** Opening Reading passage block **
Figure 3 CRE Margins of responses of the self-perceived health score according to age, visualised in steps of five years from 60 to 90 years. Four combinations of receiving and giving help are plotted, each from or to no other, and from or to at least one other. The legend specifies Receiving help and subsequently Giving help.
Figure 4 CRE Margins of responses of the self-perceived health score according to income (standardised), visualised in steps of 9,737.517 euro (0.4) from zero (-1.1) to 87,637.651 euro (2.5). Four combinations of receiving and giving help are plotted, each from or to no other, and from or to at least one other. The legend specifies Receiving help and subsequently Giving help.
Figure 5 CRE Margins of responses of the self-perceived health score according to the level of life satisfaction, visualised in steps of one from zero to ten. Four combinations of receiving and giving help are plotted, each from or to no other, and from or to at least one other. The legend specifies Receiving help and subsequently Giving help.
Table 8 illustrates that the predictive margins are consistently lower, i.e. reflecting better health status, for those who give help. The predictions are the same across imputed datasets, except for a varying third digit after the decimal point of two coefficients. As expected, receiving help is predicted to relate to a worse health status, i.e. a higher score.
Conclusion
Active ageing reflects a lifestyle which is beneficial for the health of older people. An important aspect of this lifestyle is the act of helping and its contribution to health. This study documents the value of giving help, which appears more beneficial for European older people who also receive help. As such, the act of giving help decreases the odds of reporting a less favourable health status by 17.1 percentage points. This finding suggests seizing the opportunity of stimulating older people who receive help, to also give help. This stimulus can be provided by caretakers, policymakers, family, and the like, as it is expected to improve the self-perceived health status overall.
** Closing Reading passage block **
** Opening Data extracts block **
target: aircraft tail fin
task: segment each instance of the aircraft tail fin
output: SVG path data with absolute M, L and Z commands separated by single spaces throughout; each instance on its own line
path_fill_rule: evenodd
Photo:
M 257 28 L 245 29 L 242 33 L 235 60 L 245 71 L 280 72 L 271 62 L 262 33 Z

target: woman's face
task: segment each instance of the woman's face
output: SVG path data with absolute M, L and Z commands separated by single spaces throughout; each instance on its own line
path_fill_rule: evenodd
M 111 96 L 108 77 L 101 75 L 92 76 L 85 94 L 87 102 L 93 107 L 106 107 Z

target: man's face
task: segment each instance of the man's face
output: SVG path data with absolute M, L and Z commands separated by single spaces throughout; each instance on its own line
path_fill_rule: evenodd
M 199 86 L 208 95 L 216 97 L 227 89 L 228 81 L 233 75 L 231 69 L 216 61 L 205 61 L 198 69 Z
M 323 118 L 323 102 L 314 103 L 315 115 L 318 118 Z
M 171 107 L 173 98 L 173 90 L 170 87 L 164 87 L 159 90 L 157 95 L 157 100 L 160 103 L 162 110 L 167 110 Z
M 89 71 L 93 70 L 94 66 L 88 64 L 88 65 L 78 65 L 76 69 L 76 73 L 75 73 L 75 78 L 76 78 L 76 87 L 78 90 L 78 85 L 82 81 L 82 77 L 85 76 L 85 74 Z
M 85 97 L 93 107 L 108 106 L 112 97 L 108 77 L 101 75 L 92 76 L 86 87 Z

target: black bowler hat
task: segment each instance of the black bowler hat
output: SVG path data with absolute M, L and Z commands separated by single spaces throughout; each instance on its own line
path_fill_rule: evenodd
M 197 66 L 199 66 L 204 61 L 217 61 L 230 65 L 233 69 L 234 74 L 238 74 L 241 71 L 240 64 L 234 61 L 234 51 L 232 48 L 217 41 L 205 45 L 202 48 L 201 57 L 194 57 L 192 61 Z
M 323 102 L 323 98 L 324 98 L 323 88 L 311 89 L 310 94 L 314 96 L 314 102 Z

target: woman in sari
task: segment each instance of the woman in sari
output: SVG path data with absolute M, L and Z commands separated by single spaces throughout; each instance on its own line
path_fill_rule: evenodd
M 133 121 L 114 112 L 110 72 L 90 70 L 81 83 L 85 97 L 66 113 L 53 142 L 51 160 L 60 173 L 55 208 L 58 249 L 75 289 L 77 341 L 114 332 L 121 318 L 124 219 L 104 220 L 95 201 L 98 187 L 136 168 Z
** Closing Data extracts block **
Activity list –
**A.** According to the text on helping and health, by how much does giving help decrease the odds of reporting a less favorable health status?
**B.** Please continue the text on helping and health, picking up after its final sentence.

Answers per task –
**A.** By 17.1 percentage points.

**B.**
Statement of funding: The SHARE data collection has been funded by the European Commission, DG RTD through FP5 (QLK6-CT-2001-00360), FP6 (SHARE-I3: RII-CT-2006-062193, COMPARE: CIT5-CT-2005-028857, SHARELIFE: CIT4-CT-2006-028812), FP7 (SHARE-PREP: GA N°211909, SHARE-LEAP: GA N°227822, SHARE M4: GA N°261982, DASISH: GA N°283646) and Horizon 2020 (SHARE-DEV3: GA N°676536, SHARE-COHESION: GA N°870628, SERISS: GA N°654221, SSHOC: GA N°823782, SHARE-COVID-19: GA N°101015924) and by DG Employment, Social Affairs & Inclusion through VS 2015/0195, VS 2016/0135, VS 2018/0285, VS 2019/0332, VS 2020/0313, SHARE-EUCOV: GA N°101052589 and EUCOVII: GA N°101102412. Additional funding from the German Federal Ministry of Research, Technology and Space (01UW1301, 01UW1801, 01UW2202), the Max Planck Society for the Advancement of Science, the U.S. National Institute on Aging (U01_AG09740-13S2, P01_AG005842, P01_AG08291, P30_AG12815, R21_AG025169, Y1-AG-4553-01, IAG_BSR06-11, OGHA_04-064, BSR12-04, R01_AG052527-02, R01_AG056329-02, R01_AG063944, HHSN271201300071C, RAG052527A) and from various national funding sources is gratefully acknowledged (see
www.share-eric.eu).
Materials and Code availability: To provide insight into the longitudinal analysis completed in this article, do- and log-files of Stata are available via
https://github.com/hansgevers/thevalueofahelpinghand.git. Additionally, the illustrations included in this paper, as well as the graphs of the calibrated longitudinal weights versus the design weights per country for imputed dataset one, are available via the hyperlink.
Statement of competing interests: There are no conflicts of interest. The content of this article solely relies on the view of the author.